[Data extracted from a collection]
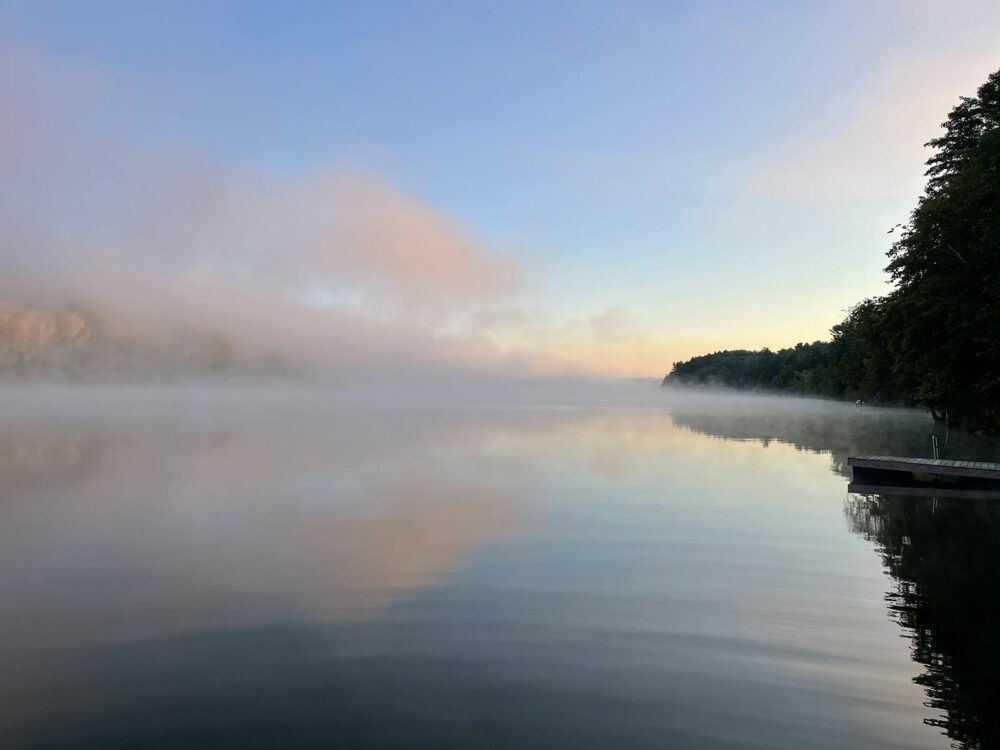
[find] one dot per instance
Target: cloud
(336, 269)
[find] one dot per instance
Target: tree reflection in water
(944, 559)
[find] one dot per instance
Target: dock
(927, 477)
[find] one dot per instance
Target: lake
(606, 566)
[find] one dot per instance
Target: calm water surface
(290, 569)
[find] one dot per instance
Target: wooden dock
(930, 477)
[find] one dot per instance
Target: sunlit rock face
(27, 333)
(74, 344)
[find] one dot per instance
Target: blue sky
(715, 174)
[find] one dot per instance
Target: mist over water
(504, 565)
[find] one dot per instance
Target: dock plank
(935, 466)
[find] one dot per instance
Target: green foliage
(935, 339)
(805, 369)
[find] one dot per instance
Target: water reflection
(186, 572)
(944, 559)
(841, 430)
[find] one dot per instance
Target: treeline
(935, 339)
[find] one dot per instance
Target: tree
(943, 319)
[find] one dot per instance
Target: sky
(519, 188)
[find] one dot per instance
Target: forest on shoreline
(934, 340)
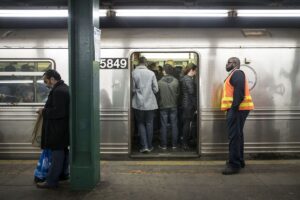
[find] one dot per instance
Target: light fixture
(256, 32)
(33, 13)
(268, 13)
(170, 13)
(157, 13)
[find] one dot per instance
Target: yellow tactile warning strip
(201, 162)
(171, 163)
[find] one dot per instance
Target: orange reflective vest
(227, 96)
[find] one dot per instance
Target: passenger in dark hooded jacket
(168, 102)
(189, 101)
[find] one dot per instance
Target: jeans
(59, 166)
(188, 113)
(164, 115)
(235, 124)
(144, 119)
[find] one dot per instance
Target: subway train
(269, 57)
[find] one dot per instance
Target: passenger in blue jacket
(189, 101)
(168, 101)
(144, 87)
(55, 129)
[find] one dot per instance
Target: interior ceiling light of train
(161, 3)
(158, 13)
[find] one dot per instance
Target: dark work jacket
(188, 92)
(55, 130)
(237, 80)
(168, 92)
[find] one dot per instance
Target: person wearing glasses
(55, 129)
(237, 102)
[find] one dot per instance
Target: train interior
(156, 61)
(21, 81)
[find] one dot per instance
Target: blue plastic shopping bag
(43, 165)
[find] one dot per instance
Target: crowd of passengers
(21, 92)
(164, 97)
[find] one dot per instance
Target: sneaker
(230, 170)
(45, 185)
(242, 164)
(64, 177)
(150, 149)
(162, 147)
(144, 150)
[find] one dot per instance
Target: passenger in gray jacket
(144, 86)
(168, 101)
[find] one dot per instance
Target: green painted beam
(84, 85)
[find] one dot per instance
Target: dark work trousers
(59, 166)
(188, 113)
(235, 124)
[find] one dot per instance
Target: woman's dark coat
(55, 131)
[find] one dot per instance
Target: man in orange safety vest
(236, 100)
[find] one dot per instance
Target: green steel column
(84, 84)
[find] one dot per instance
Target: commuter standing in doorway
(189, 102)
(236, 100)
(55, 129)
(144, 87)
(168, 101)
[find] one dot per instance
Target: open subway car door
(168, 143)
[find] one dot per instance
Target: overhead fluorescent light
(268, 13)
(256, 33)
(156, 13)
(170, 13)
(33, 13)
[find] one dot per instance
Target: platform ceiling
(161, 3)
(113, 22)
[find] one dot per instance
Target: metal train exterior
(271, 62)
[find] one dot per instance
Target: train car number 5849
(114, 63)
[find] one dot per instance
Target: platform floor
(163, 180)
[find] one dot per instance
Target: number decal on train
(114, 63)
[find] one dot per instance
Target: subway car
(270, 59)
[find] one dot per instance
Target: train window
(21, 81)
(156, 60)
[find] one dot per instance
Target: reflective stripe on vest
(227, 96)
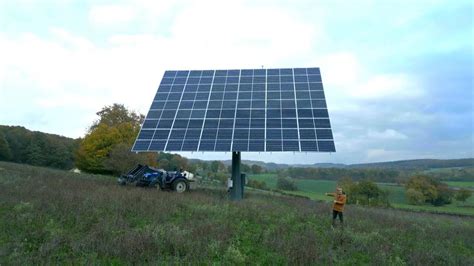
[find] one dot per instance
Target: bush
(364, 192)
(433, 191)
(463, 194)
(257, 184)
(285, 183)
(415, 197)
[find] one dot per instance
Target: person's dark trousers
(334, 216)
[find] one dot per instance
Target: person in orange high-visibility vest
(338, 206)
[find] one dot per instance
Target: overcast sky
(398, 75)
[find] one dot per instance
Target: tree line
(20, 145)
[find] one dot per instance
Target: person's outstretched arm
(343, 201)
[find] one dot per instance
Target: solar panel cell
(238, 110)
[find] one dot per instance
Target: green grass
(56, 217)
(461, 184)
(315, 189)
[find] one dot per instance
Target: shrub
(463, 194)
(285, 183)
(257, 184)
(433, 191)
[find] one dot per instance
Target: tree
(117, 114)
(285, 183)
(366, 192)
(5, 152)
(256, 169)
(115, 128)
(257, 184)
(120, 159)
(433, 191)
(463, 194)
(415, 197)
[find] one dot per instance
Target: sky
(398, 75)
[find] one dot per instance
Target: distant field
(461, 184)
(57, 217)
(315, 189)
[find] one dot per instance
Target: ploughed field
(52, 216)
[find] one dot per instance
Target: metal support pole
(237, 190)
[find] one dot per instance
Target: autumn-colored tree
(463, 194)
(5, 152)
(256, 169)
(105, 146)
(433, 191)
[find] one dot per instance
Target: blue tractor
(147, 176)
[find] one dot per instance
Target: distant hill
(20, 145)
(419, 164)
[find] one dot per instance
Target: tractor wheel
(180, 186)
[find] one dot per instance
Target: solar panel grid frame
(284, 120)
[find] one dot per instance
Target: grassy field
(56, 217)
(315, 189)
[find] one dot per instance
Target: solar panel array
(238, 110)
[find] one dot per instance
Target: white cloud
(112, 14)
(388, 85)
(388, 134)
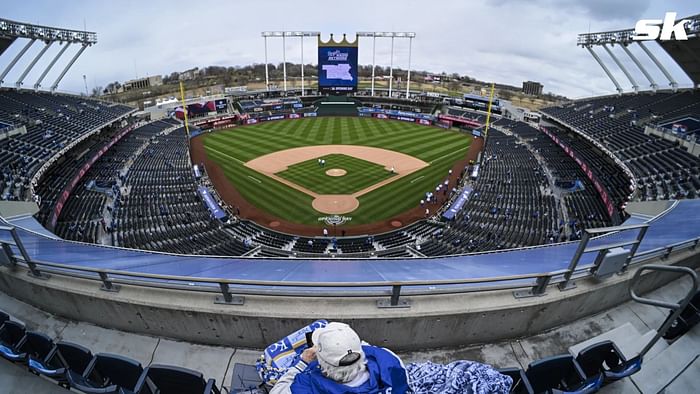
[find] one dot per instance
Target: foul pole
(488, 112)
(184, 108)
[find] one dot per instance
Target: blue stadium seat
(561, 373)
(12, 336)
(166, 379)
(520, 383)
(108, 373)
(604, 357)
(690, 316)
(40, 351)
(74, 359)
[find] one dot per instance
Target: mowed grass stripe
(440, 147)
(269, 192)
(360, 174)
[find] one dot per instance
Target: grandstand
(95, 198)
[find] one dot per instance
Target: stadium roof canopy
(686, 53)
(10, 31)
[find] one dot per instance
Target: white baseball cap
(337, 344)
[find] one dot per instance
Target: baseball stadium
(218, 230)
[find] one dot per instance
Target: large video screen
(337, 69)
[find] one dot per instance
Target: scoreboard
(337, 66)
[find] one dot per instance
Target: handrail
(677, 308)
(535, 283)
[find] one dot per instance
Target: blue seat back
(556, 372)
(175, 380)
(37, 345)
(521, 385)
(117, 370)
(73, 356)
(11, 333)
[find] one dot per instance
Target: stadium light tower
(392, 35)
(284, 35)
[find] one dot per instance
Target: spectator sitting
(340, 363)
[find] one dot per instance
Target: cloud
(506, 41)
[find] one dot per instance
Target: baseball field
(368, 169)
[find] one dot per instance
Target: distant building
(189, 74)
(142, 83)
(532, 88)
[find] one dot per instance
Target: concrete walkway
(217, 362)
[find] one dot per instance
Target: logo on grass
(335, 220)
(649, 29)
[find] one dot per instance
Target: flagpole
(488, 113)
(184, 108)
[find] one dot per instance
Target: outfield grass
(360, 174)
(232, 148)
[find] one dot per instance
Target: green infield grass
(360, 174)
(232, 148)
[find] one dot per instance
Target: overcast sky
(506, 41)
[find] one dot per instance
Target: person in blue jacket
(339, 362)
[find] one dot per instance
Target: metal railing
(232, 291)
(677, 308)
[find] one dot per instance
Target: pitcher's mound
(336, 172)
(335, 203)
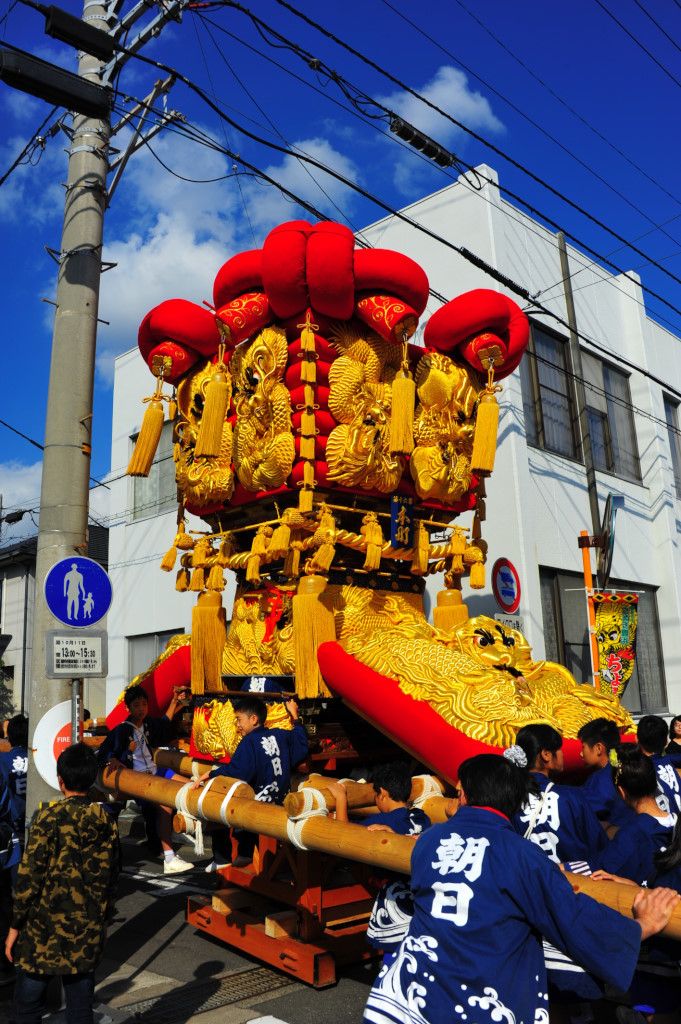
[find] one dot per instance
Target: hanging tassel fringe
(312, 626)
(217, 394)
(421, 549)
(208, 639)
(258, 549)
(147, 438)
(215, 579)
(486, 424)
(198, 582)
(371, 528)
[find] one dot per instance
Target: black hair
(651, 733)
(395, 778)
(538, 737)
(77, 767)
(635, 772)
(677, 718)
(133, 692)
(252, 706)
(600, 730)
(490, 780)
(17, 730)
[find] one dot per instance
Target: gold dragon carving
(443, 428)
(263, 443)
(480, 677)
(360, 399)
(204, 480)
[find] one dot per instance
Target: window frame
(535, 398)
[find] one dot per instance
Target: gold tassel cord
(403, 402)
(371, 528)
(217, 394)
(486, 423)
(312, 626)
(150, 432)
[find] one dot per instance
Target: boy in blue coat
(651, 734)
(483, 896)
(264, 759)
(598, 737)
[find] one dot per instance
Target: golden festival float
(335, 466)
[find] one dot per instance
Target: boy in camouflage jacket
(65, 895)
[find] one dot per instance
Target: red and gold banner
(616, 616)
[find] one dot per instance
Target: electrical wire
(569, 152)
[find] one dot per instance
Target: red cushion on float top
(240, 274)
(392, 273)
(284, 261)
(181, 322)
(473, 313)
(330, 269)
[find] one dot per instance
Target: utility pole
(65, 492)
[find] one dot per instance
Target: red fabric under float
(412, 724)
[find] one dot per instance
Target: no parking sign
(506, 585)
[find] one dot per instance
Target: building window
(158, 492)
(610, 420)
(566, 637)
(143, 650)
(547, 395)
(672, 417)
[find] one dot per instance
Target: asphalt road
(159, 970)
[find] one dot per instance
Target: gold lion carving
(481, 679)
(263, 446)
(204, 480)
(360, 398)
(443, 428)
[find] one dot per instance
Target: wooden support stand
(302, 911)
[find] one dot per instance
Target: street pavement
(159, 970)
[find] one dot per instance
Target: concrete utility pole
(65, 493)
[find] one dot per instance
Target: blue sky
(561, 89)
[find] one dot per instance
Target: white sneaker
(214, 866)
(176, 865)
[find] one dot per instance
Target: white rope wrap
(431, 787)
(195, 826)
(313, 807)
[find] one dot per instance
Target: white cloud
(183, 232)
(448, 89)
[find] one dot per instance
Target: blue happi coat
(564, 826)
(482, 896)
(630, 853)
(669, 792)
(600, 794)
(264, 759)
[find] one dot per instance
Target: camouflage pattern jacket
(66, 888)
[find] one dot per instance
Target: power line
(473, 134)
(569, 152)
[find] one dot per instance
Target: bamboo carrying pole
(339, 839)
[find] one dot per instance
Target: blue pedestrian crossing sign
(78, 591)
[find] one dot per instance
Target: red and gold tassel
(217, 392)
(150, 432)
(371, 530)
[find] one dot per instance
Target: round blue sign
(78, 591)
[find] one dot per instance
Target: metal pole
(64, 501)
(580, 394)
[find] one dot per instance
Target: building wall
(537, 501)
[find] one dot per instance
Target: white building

--- Your goal ---
Can you extract every line above that contains the word "metal"? Treat uppercase and lowercase as different.

--- Exercise output ---
Target: metal train exterior
Target: metal support pole
Target: metal railing
Target: metal pole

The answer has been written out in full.